Your output must match the records below character for character.

--------------------------------

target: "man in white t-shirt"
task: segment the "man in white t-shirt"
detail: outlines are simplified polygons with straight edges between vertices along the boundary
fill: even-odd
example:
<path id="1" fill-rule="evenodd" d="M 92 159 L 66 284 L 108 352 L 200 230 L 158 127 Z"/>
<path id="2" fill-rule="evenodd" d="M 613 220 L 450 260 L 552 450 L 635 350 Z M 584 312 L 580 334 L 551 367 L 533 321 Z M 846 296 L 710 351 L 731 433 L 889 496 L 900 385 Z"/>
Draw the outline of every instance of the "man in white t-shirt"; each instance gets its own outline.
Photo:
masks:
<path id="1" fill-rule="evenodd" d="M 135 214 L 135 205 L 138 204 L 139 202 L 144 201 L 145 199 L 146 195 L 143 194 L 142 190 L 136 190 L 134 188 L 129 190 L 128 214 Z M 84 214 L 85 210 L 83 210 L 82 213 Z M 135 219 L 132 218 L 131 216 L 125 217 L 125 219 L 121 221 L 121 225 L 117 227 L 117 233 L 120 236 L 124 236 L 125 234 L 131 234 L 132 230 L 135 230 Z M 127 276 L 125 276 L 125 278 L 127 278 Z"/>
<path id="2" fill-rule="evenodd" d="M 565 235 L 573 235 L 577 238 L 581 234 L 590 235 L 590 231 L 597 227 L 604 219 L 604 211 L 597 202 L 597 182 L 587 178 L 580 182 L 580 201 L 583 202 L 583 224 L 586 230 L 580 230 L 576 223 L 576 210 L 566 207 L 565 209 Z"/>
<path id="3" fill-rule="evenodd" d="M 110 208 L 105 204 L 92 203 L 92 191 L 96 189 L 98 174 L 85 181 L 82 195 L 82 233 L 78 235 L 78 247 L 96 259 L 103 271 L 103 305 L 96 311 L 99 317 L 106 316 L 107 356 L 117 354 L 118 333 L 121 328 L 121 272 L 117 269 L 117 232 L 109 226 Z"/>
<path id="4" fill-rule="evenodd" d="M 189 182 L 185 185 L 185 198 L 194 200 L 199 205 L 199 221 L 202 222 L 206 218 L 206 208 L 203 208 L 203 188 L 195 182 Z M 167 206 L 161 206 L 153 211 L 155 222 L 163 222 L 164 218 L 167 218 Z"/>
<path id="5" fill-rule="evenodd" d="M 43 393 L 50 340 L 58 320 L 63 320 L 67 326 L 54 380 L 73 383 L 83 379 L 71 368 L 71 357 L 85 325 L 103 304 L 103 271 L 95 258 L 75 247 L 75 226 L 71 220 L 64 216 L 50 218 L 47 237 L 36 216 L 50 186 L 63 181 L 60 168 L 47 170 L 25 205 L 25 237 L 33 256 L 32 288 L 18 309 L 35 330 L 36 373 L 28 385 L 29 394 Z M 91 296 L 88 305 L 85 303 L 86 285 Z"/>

--------------------------------

Output of the exercise
target: "man in white t-shirt"
task: segment the "man in white t-shirt"
detail: outlines are simplified polygons with straight edges between vertices along the boundary
fill: even-odd
example:
<path id="1" fill-rule="evenodd" d="M 92 159 L 66 284 L 108 352 L 200 230 L 158 127 Z"/>
<path id="2" fill-rule="evenodd" d="M 613 220 L 450 260 L 552 450 L 635 350 Z M 584 312 L 580 334 L 551 367 L 533 321 Z M 846 296 L 710 351 L 731 433 L 889 496 L 900 385 Z"/>
Draw the outline of every instance of the "man in white t-shirt"; each instance gets its own outline.
Photo:
masks:
<path id="1" fill-rule="evenodd" d="M 135 214 L 135 205 L 138 204 L 139 202 L 144 201 L 145 199 L 146 195 L 143 194 L 142 190 L 136 190 L 134 188 L 129 190 L 128 214 Z M 84 214 L 85 210 L 83 210 L 82 213 Z M 135 219 L 132 218 L 131 216 L 125 217 L 125 219 L 121 221 L 121 225 L 117 227 L 117 233 L 120 236 L 124 236 L 125 234 L 131 234 L 132 230 L 135 230 Z M 127 276 L 125 276 L 125 278 L 127 278 Z"/>
<path id="2" fill-rule="evenodd" d="M 565 235 L 573 235 L 577 238 L 581 234 L 590 235 L 590 231 L 597 227 L 604 219 L 604 211 L 597 202 L 597 182 L 587 178 L 580 182 L 580 201 L 583 202 L 583 224 L 586 230 L 580 230 L 576 223 L 576 210 L 566 207 L 565 209 Z"/>
<path id="3" fill-rule="evenodd" d="M 110 208 L 105 204 L 92 203 L 92 191 L 96 189 L 98 174 L 85 181 L 82 195 L 82 233 L 78 235 L 78 247 L 96 259 L 103 271 L 103 305 L 96 311 L 99 317 L 106 316 L 107 356 L 117 354 L 118 333 L 121 328 L 121 272 L 117 269 L 117 232 L 109 226 Z"/>
<path id="4" fill-rule="evenodd" d="M 189 182 L 185 185 L 185 198 L 194 200 L 199 205 L 199 221 L 202 222 L 206 218 L 206 208 L 203 208 L 203 188 L 195 182 Z M 167 206 L 161 206 L 153 211 L 155 222 L 163 222 L 164 218 L 167 218 Z"/>
<path id="5" fill-rule="evenodd" d="M 43 393 L 50 340 L 58 320 L 63 320 L 67 326 L 54 380 L 73 383 L 83 379 L 71 368 L 71 357 L 85 325 L 103 304 L 103 271 L 95 258 L 75 247 L 75 226 L 71 220 L 64 216 L 50 218 L 47 237 L 36 216 L 50 186 L 63 181 L 60 168 L 47 170 L 25 205 L 25 237 L 33 256 L 32 288 L 18 309 L 35 330 L 36 373 L 28 385 L 29 394 Z M 91 296 L 88 305 L 85 303 L 86 285 Z"/>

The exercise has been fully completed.